### Required tasks
• a. According to the Holy Thursday post, how long did Marco Tulio walk on one day to reach two communities?
• b. Quote the stretch of the Holy Thursday post from "Two Communion ministers" through "always surprises me.".
• c. Continue the Holy Thursday post from the point at which it ends.

### Passage
────────

Friday, April 03, 2015

Holy Thursday: oil, water, Eucharist

When the parish began planning what to do for Holy Week in the villages, I asked Padre German where he wanted me to go. He told me to go where I wanted. But I insisted and so he sent me to three of the most remote and poor villages. So I celebrated Holy Thursday and Good Friday in Agua Buena, El Bálsamo, and Delicias in the municipality of Dolores.

Thursday started out with a trip into Santa Rosa de Copán for the Chrism Mass, the Mass where the bishop blesses the oils of catechumens and the sick and consecrates the Sacred Chrism used in Baptism, Confirmation, Ordinations, and other special consecrations.

Two Communion ministers asked me or a ride and so I took Gloria with her son Eliú and Marco Tulio with his son Darlin.

They, with other communion ministers had visited villages where there is no communion minister, to bring communion to the sick and, if possible, to have a Celebration of the Word with Communion. I was humbled to hear how far they had gone and how much time they had put into their visits. On one day, Marco Tulio had walked four hours to go to two communities, accompanied by his son and another young man from their village.

The parish had encouraged each village to have a collection of basic food needs this week to give to families in need in their villages. Marco Tulio told me how El Zapote de Santa Rosa had gathered almost one hundred pounds of beans, rice, and other food. The generosity of the poor always surprises me.

The Chrism Mass was long – but there was one part that really touched me. The priest who carried in the Oil of the Sick had been very ill – with cancer, I think.

Bishop Andino and Deacon Manuel de Jesús distributing communion
I got to see a number of friends who live in Santa Rosa and also some priests I know but didn’t stay around after Mass since I had to get out to the village of Agua Buena.

 I got to Agua Buena about three pm and we started the celebration a little later.

Key to the Holy Thursday celebration is the Washing of the Feet.

Several places in the parish had the custom of re-enacting the Last Supper, complete with crackers and pop (or so to you non Mid-Westerners), followed by the washing of the feet.

Padre German and I decided that this practice should not be continued, especially where there are Communion ministers to distribute Communion.

In addition, I explained to the people that the washing of the feet is not a drama or an enactment of a past event. It is reliving what Jesus calls us to do. I consider the Washing to the Feet to be a sacramental – a sign that helps reveal the presence of God in our midst, but decided not to use that terminology with people here since it can easily be misunderstood. Yet they did understand that it is not a mere drama – it is a call to serve.

In Agua Buena they had 11 boys ready for the foot washing and were looking for another. I suggested they find a young woman – and they did.

────────

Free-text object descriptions

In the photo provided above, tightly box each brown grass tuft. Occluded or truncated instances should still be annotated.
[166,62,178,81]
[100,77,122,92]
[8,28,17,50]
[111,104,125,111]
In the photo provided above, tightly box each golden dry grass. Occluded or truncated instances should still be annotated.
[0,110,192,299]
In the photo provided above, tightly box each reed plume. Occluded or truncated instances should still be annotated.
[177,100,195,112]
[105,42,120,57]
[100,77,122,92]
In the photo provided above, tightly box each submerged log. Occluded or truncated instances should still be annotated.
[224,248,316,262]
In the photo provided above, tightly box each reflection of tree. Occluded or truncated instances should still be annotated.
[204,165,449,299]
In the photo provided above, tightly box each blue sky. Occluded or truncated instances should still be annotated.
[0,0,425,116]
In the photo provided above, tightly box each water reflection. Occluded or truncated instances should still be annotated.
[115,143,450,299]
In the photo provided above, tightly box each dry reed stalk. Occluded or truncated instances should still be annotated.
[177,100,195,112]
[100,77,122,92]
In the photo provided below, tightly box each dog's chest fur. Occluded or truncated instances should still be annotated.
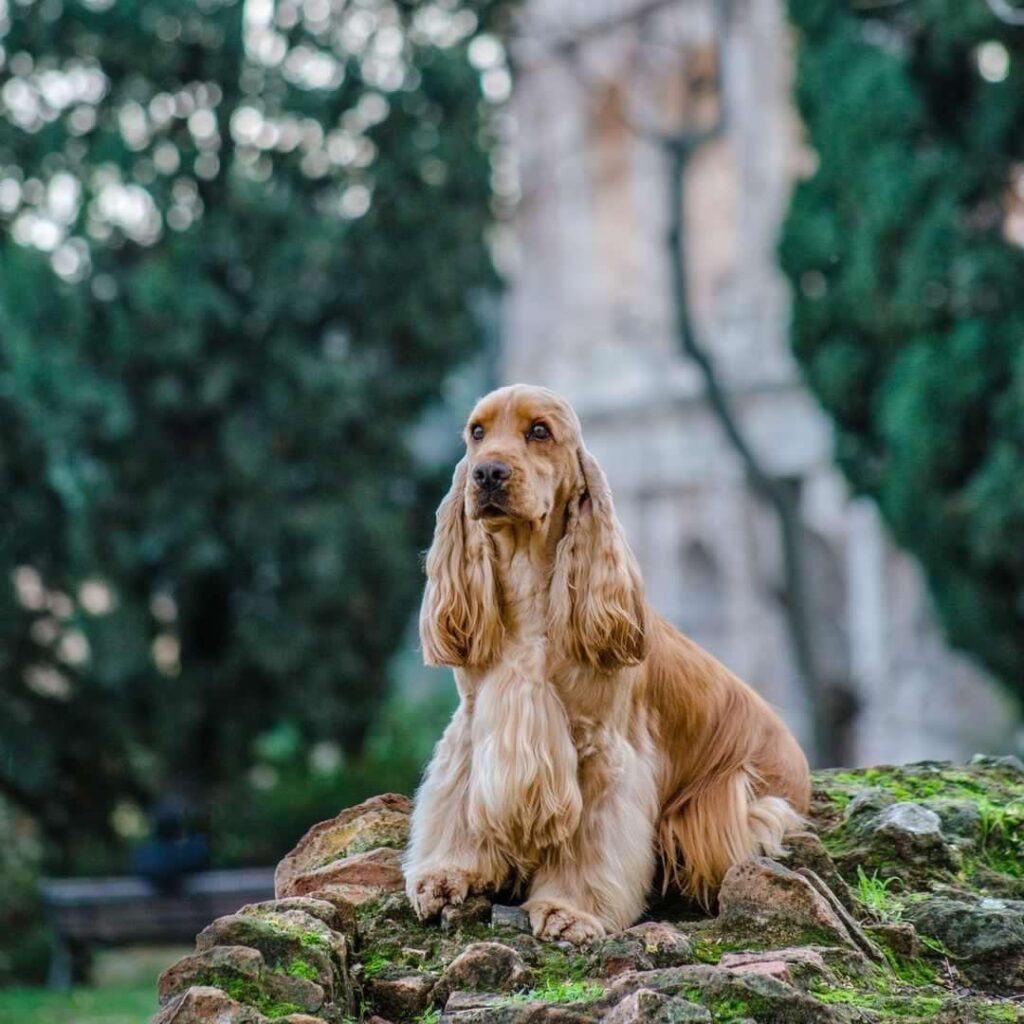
[469,620,583,868]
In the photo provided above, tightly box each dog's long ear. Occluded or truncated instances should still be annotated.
[420,459,503,667]
[551,445,649,672]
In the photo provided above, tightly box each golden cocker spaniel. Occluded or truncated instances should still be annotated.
[404,385,810,943]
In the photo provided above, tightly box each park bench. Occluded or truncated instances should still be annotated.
[41,867,273,988]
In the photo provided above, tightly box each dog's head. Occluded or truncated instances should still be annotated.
[464,385,584,529]
[420,384,647,671]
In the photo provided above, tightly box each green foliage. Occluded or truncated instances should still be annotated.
[0,0,500,868]
[287,959,319,981]
[0,982,158,1024]
[856,864,903,921]
[781,0,1024,696]
[507,980,604,1002]
[0,798,52,988]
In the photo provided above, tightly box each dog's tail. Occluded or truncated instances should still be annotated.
[658,769,804,907]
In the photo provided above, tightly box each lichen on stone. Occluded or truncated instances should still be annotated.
[149,759,1024,1024]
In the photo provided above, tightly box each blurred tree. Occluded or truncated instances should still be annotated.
[0,0,508,863]
[781,6,1024,712]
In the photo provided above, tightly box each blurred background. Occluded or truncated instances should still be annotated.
[0,0,1024,1024]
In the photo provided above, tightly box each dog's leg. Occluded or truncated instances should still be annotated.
[403,708,509,921]
[659,771,803,907]
[524,740,657,944]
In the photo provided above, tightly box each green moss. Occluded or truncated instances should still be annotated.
[361,949,395,978]
[811,985,948,1017]
[285,959,319,981]
[682,985,757,1024]
[855,864,903,922]
[876,936,939,985]
[502,981,604,1005]
[693,935,766,964]
[974,1002,1021,1024]
[196,971,303,1018]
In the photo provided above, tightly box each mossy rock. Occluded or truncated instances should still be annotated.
[148,760,1024,1024]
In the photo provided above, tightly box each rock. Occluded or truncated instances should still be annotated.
[146,761,1024,1024]
[153,985,266,1024]
[928,800,981,840]
[718,857,856,946]
[599,964,836,1024]
[196,910,348,999]
[157,946,263,1005]
[718,946,829,984]
[435,942,532,1004]
[441,896,490,933]
[490,903,532,932]
[864,921,921,959]
[622,921,693,967]
[906,896,1024,994]
[238,896,355,935]
[778,833,859,913]
[870,802,959,869]
[971,754,1024,775]
[797,867,885,964]
[604,988,712,1024]
[364,968,437,1020]
[440,992,601,1024]
[260,971,327,1013]
[274,793,412,898]
[589,932,654,978]
[843,786,896,821]
[306,883,381,925]
[278,847,406,896]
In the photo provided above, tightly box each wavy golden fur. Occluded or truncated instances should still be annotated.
[406,385,810,942]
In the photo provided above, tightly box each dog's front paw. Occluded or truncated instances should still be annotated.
[408,867,473,921]
[523,899,605,946]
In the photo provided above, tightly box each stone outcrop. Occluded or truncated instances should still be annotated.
[155,759,1024,1024]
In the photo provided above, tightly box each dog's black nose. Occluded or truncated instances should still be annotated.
[473,460,512,490]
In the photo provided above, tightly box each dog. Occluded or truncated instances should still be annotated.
[403,385,810,944]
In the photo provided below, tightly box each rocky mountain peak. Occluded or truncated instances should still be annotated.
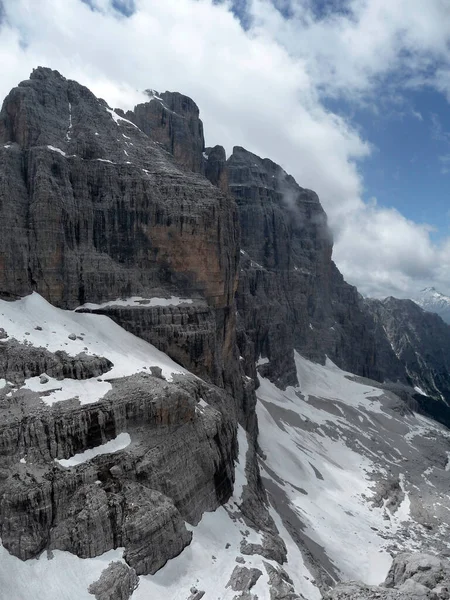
[0,68,450,600]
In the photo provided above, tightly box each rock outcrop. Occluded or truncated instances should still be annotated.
[365,297,450,418]
[219,148,395,385]
[0,68,241,389]
[126,90,205,174]
[325,554,450,600]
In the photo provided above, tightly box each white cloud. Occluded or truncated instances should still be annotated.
[0,0,450,295]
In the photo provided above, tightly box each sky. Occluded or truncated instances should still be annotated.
[0,0,450,297]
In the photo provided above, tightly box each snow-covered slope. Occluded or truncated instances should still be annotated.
[0,293,187,404]
[413,287,450,324]
[257,354,450,584]
[0,316,450,600]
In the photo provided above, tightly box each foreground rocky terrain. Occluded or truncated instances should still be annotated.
[0,68,450,600]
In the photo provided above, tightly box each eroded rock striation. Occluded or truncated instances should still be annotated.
[0,374,237,575]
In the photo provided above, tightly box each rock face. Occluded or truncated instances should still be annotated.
[0,340,112,383]
[0,68,240,388]
[412,287,450,324]
[4,68,450,600]
[126,90,205,174]
[365,297,450,414]
[216,148,392,385]
[326,553,450,600]
[0,375,237,575]
[89,562,139,600]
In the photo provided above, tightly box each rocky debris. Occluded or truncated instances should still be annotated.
[227,565,262,592]
[89,561,139,600]
[0,67,243,404]
[372,478,405,513]
[220,147,396,386]
[264,562,305,600]
[205,146,228,192]
[0,339,113,385]
[0,375,237,574]
[365,297,450,426]
[412,287,450,325]
[124,90,205,174]
[187,587,205,600]
[325,553,450,600]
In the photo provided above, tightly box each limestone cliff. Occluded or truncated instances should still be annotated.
[0,68,240,389]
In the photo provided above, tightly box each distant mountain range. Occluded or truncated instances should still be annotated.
[413,287,450,324]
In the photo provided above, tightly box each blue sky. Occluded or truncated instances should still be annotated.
[232,0,450,240]
[325,89,450,239]
[0,0,450,297]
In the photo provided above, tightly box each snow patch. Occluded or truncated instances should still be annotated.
[75,296,194,310]
[0,292,187,404]
[106,108,139,129]
[55,433,131,468]
[47,145,67,156]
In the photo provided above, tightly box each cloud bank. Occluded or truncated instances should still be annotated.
[0,0,450,296]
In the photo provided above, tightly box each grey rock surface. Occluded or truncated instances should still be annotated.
[365,297,450,426]
[0,67,242,398]
[89,562,139,600]
[126,90,205,174]
[227,565,262,592]
[0,375,236,574]
[325,553,450,600]
[0,339,112,384]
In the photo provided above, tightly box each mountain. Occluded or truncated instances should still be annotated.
[413,287,450,323]
[0,67,450,600]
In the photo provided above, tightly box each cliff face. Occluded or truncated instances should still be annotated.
[365,297,450,410]
[0,68,243,388]
[4,68,450,600]
[212,148,395,385]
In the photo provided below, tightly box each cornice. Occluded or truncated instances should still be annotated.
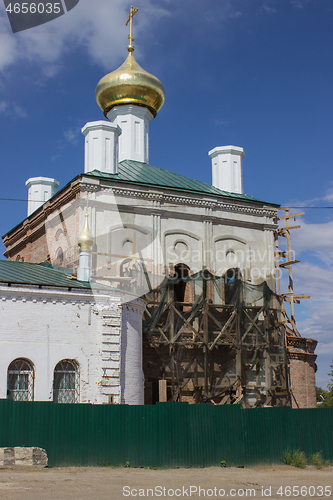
[3,179,81,250]
[100,186,277,218]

────────

### Outputs for the tasks
• a. Four hours.

• b.
Two Communion ministers asked me or a ride and so I took Gloria with her son Eliú and Marco Tulio with his son Darlin.

They, with other communion ministers had visited villages where there is no communion minister, to bring communion to the sick and, if possible, to have a Celebration of the Word with Communion. I was humbled to hear how far they had gone and how much time they had put into their visits. On one day, Marco Tulio had walked four hours to go to two communities, accompanied by his son and another young man from their village.

The parish had encouraged each village to have a collection of basic food needs this week to give to families in need in their villages. Marco Tulio told me how El Zapote de Santa Rosa had gathered almost one hundred pounds of beans, rice, and other food. The generosity of the poor always surprises me.

• c.
I had the privilege to wash their feet. I noted the stubbed toes, probably due to ill-fitting shoes. And these were young people in their early and mid-teens.

After I washed the feet of the twelve, I decided to encourage others to come forward to wash the feet of others or let their feet be washed. 

It took a while for someone to step forward but finally a good number of men can forward.  Later, with a lot of encouragement, a number of women had their feet washed.

 Finally, realizing that I was being the most reluctant of all, I took off my shoe and let my foot be washed.

While I was encouraging some to come forward for the foot-washing, a woman commented that she was so sinful. I reminded her that Jesus washed the feet of both Peter and Judas. After a few minutes, she came forward to have her foot washed.

At the end of the celebration, at 5:30, I placed the Eucharist on the altar and invited the people to spend time on the next few hours, in slice with Jesus. I explained this was a way of accompanying Jesus in the Garden of Gethsemane. I told them that we could do this for two hours if they wanted. It ended up being three hours of quiet prayer by many members of the community.

At first, there was only one person praying before the altar. I wondered if the adoration would end early. But I was astounded by the incredible stillness one man maintained while praying on his knees before the altar.

But gradually people started arriving in groups of five or ten. The church was a real place of quiet prayer. Someone later told how important it was for them to have the opportunity to spend time before the Eucharist.

I went in and out of the church, spending some time in the area around the church talking with folks. I think I was a good source of entertainment for some guys when we saw a huge spider.

At about 8:15 the church was half-full. One of the lay leaders told me that we would end at 8:30 pm.

I decided that it might be good to have a closing prayer and so we prayed a shortened version of Compline, the night prayer of the church.

I soon went to bed.

So this Holy Thursday was full of little wonders, little signs of the presence of God and of faith in the people.

It was also a day when I challenged two guys who were living with a woman outside of marriage and had kids to consider getting married.  I have no idea why I have started this gentle encouragement to marriage, but I also continued this on Friday in another village.